HOW TO COMPLETE THIS TASK:
Nothing in the records may change. Output them all exactly.
Content starts
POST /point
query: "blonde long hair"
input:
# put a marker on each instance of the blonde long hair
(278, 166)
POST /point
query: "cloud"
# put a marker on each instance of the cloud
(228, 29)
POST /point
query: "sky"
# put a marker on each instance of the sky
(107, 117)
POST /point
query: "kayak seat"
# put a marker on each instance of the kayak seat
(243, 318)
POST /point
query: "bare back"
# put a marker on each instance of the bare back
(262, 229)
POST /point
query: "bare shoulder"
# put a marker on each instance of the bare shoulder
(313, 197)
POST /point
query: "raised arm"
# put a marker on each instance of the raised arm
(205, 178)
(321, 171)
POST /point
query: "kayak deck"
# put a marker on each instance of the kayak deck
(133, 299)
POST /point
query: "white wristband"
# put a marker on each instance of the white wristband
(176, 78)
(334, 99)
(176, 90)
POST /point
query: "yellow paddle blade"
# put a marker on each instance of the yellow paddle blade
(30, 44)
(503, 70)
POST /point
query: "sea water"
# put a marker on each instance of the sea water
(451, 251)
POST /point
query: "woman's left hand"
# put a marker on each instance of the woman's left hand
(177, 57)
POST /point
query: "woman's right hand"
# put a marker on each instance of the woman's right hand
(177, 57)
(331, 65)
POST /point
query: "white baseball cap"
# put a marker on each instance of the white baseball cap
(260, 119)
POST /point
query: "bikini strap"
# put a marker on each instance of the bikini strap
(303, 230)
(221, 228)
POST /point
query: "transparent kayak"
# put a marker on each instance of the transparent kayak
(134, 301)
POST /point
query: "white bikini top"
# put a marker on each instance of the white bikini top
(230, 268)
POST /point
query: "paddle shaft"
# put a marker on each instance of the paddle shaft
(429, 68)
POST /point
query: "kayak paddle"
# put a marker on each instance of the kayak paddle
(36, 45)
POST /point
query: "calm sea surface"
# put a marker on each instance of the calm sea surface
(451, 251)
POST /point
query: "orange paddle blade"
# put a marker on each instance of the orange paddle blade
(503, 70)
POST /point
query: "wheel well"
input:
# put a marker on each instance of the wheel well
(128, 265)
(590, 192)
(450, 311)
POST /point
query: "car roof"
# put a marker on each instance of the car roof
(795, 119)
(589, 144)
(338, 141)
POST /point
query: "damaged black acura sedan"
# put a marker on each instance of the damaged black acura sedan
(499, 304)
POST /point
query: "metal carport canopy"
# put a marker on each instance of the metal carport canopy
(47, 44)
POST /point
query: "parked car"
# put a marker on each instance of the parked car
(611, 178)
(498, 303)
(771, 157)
Content ends
FINISHED EXERCISE:
POST /point
query: "blonde long hair"
input:
# put a marker on each instance of the blonde long hair
(278, 166)
POST /point
query: "cloud"
# put a marker on each instance of the cloud
(228, 29)
POST /point
query: "sky"
# put a marker on each instance of the sky
(107, 117)
POST /point
query: "kayak seat"
# put a marker on each instance of the kayak seat
(243, 318)
POST /point
query: "bare back"
# put a marker on each instance of the bare back
(262, 229)
POST /point
query: "bare shoulder"
# put a marker on each instance of the bare shoulder
(313, 197)
POST /point
query: "raised arm"
# put a marker on each instance of the raised arm
(205, 178)
(321, 171)
POST /point
query: "kayak deck"
# put a marker on each instance of the kayak deck
(133, 299)
POST /point
query: "white wristband"
# put a marker on each instance of the white wristband
(176, 78)
(334, 99)
(176, 90)
POST /point
query: "yellow paddle blade"
# put a marker on each instance of the yellow paddle blade
(30, 44)
(503, 70)
POST /point
query: "sea water"
# put a marker on each instance of the sea water
(451, 251)
POST /point
query: "woman's left hand"
# put a marker on each instance of the woman's left hand
(177, 57)
POST /point
query: "woman's right hand"
# put a marker on each instance of the woman's right hand
(177, 57)
(331, 65)
POST /point
query: "white baseball cap"
# put a marker on each instance of the white baseball cap
(260, 119)
POST /point
query: "bikini strap"
# put a marker on each instance of the bikini strap
(303, 230)
(221, 228)
POST /point
query: "transparent kayak"
# put a marker on each instance of the transparent kayak
(134, 301)
POST /point
query: "white bikini top"
# put a marker on each instance of the white bikini top
(230, 268)
POST /point
query: "paddle shaft"
# put a marker on each instance of the paddle shaft
(429, 68)
POST /point
query: "kayak paddle"
# put a marker on each instance of the kayak paddle
(36, 45)
POST /point
query: "calm sea surface"
# put a marker on each instance of the calm sea surface
(451, 251)
POST /point
query: "orange paddle blade"
# put a marker on each instance of the orange paddle blade
(503, 70)
POST /point
query: "wheel well"
input:
# put a marker on each instance of the wheel well
(128, 265)
(590, 192)
(450, 311)
POST /point
query: "car roof"
# put a marker on each instance of the car roof
(795, 119)
(589, 144)
(338, 141)
POST /point
query: "damaged black acura sedan"
# put a marker on each instance of the damaged black acura sedan
(499, 304)
POST /point
query: "metal carport canopy"
# put a marker on each instance of the metal carport canopy
(47, 44)
POST /point
query: "parked car"
# put a marker on each instance of the parked car
(611, 178)
(498, 303)
(771, 157)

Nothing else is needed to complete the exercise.